● **Written request**: Reproduce the lines from the one containing "of the woven" through the one containing "Query: woven basket", swapping "woven basket" for "wicker basket" and keeping everything else unchanged.

● **Raw records**:
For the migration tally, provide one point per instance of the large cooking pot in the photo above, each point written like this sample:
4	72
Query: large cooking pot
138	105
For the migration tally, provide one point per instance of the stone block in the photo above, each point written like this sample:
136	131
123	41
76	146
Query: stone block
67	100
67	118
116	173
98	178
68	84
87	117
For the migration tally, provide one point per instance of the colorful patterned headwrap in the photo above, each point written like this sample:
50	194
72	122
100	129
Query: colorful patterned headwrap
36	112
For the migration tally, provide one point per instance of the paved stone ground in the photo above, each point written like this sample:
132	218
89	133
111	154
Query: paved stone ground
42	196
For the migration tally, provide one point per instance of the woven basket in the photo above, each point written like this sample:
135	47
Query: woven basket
...
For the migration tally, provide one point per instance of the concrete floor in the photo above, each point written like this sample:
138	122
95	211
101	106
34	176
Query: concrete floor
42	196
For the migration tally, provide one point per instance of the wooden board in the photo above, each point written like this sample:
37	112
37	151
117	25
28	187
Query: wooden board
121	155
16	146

● **Response below**:
For the migration tally, provide one point per instance of the wicker basket in the photo above, each point written like this sample:
135	47
Query: wicker basket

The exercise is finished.